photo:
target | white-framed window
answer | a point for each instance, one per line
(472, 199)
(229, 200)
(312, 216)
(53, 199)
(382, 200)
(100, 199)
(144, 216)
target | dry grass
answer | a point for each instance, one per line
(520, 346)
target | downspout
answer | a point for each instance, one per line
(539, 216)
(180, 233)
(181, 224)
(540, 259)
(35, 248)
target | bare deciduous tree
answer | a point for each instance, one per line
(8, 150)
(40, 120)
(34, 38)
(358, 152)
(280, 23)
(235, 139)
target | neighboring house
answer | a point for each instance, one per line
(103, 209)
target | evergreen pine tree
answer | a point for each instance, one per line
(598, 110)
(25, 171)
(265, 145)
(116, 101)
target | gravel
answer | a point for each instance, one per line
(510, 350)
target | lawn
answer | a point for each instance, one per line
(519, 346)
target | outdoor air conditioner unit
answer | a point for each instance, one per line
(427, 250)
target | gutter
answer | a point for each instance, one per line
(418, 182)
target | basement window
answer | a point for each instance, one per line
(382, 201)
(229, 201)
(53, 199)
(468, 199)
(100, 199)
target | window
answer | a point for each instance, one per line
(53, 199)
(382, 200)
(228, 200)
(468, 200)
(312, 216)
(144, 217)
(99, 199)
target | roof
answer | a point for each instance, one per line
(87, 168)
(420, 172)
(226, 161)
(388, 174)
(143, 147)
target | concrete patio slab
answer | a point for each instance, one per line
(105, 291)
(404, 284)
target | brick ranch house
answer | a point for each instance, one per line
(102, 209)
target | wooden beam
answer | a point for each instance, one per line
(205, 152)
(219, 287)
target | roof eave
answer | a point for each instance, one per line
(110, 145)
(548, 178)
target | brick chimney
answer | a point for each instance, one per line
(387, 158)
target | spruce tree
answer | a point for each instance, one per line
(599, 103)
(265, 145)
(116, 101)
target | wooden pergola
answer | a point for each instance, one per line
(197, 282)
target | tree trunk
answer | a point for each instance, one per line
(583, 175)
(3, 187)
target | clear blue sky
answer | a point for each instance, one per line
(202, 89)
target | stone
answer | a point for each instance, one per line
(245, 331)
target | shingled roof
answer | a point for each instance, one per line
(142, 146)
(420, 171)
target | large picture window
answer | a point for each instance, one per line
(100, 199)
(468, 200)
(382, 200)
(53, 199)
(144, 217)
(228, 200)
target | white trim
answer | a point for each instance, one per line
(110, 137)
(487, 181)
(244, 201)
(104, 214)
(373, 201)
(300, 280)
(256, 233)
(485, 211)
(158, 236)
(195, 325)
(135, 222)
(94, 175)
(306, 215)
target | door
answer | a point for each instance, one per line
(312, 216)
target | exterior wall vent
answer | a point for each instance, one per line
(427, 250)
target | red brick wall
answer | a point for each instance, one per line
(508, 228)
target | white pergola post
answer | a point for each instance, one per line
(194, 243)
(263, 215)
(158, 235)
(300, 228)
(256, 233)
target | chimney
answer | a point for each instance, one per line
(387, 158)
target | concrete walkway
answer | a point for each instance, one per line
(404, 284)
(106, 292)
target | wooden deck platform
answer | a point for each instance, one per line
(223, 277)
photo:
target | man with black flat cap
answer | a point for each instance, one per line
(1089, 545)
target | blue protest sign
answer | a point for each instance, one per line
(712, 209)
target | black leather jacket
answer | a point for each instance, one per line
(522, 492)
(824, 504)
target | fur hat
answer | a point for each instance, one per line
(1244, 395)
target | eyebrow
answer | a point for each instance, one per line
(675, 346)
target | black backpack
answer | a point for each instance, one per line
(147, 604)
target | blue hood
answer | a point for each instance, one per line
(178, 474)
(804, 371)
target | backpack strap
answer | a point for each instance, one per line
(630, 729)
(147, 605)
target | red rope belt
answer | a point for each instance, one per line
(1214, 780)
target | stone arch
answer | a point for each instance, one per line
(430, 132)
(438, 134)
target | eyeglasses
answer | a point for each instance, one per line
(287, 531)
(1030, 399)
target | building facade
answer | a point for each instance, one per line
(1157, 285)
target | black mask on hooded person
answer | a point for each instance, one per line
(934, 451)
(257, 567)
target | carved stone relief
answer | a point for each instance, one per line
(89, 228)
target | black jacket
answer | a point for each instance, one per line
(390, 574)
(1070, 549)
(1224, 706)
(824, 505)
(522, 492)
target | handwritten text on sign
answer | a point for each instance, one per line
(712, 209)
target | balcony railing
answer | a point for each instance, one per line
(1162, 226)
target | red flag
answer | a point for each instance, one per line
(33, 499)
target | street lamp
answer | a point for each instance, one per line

-*-

* [PROBLEM TO SOLVE]:
Every line that holds the word "blue" should be copied from the listing.

* [EXERCISE RESULT]:
target | clear blue sky
target | blue protest sign
target | blue hood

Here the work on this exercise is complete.